*EXERCISE AIM*
Copy the rows below, substituting "give the x and y values" for every "report the coordinates" and keeping everything else the same. Leave the pictures out.

(Items from a data source)
---------------
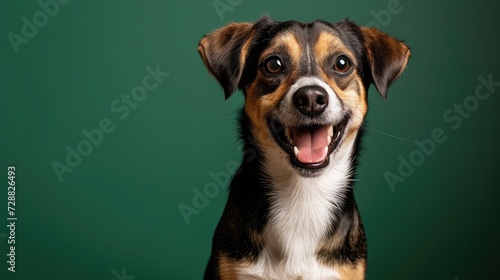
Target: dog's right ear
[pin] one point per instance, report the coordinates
(224, 52)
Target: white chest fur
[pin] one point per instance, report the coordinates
(300, 214)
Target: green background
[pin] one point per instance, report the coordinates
(118, 209)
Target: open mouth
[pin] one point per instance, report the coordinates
(309, 147)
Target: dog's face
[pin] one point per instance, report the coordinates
(305, 85)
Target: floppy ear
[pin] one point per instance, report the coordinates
(386, 56)
(224, 52)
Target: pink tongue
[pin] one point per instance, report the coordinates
(311, 143)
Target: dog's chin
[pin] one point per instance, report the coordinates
(309, 147)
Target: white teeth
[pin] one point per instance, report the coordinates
(288, 134)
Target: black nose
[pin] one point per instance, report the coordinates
(311, 100)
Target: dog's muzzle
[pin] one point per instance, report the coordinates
(309, 144)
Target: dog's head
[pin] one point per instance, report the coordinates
(305, 84)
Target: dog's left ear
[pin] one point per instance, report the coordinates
(224, 53)
(387, 57)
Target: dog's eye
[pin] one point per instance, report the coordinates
(273, 65)
(342, 64)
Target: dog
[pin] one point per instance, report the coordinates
(291, 212)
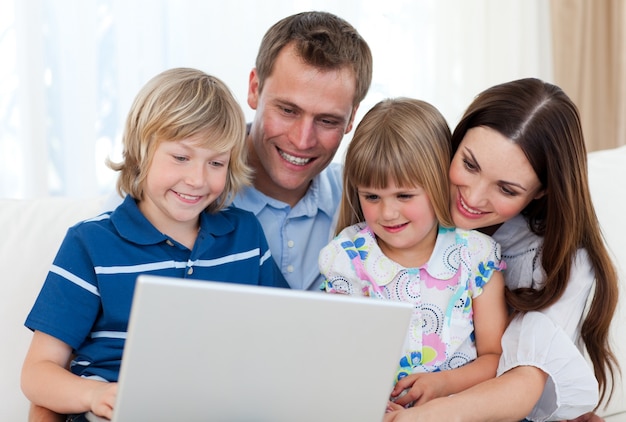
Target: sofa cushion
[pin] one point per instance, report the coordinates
(607, 174)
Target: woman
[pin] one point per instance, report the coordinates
(519, 173)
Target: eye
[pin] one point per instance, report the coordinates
(370, 197)
(329, 122)
(287, 110)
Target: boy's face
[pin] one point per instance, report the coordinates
(301, 116)
(183, 179)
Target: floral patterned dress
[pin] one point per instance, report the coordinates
(441, 331)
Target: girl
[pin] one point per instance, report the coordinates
(396, 242)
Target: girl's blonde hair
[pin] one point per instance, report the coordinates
(179, 104)
(399, 140)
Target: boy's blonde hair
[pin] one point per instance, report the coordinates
(179, 104)
(399, 140)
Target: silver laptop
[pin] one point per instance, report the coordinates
(209, 351)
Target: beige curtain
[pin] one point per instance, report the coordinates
(589, 46)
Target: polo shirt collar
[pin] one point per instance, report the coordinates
(313, 201)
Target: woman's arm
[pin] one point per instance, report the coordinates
(490, 318)
(509, 397)
(46, 381)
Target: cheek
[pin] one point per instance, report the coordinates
(217, 181)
---------------
*TASK OUTPUT*
Target: dog's right ear
[pin] one point per instance, give the x and y values
(224, 52)
Target: white chest fur
[pin] one point per instance, give the x and y values
(300, 214)
Target: green background
[pin] one point per instance, give the x and y values
(118, 209)
Target: open mouth
[pin] one point per instance, give the x and y values
(309, 147)
Target: dog's face
[pin] one point per instance, give the x and y values
(305, 85)
Target: floppy ear
[pin] one point per instance, give the x and y values
(386, 56)
(224, 52)
Target: pink tongue
[pin] one point per instance, give the x and y values
(311, 143)
Target: dog's chin
[pin] one point per instance, give the x and y values
(309, 147)
Target: white teeth
[pin] one point per instance, give the x and y values
(288, 134)
Target: black nose
[pin] one point per instance, give the x and y values
(311, 100)
Target: dog's muzzle
[pin] one point per instance, give the x and y values
(309, 144)
Target: dog's head
[pin] one point per instance, give the x and y values
(305, 84)
Target: dog's left ear
[pin] one point per instance, give the x and y values
(224, 53)
(387, 57)
Target: dog's eye
[pin] one point per instance, give the x and y values
(273, 65)
(342, 64)
Target: dog
[pin] one point per instance, give the x and y values
(291, 212)
Target: sofa cushion
[pin] one point per instance, give the x and y values
(607, 174)
Target: woman
[pin] one point per instance, give the x and y values
(519, 173)
Target: eye
[pin] one point per instance, give the x and y values
(370, 197)
(329, 122)
(287, 110)
Target: boy's face
[pin] one point per instance, give the x and y values
(301, 116)
(183, 179)
Target: floral patterned dress
[pin] one point per instance, give the x and y values
(441, 331)
Target: girl
[pin] one point per instance, give the x and y values
(396, 242)
Target: girl's blonde hair
[pin] one point per instance, give the x and y values
(179, 104)
(399, 140)
Target: boy's blonde hair
[pin] one point per instance, give the x and y values
(179, 104)
(399, 140)
Target: silver laptop
[pin] one point per instance, give the x and y values
(209, 351)
Target: beige curtain
[pin] one point per instance, give the x and y values
(589, 46)
Target: polo shirt collar
[pin] one point per instance, give the x and y values
(313, 201)
Target: woman's arm
[pin] one point per instance, give the x and y values
(490, 318)
(509, 397)
(46, 381)
Target: cheek
[pin] one point per instance, give the x and y values
(217, 181)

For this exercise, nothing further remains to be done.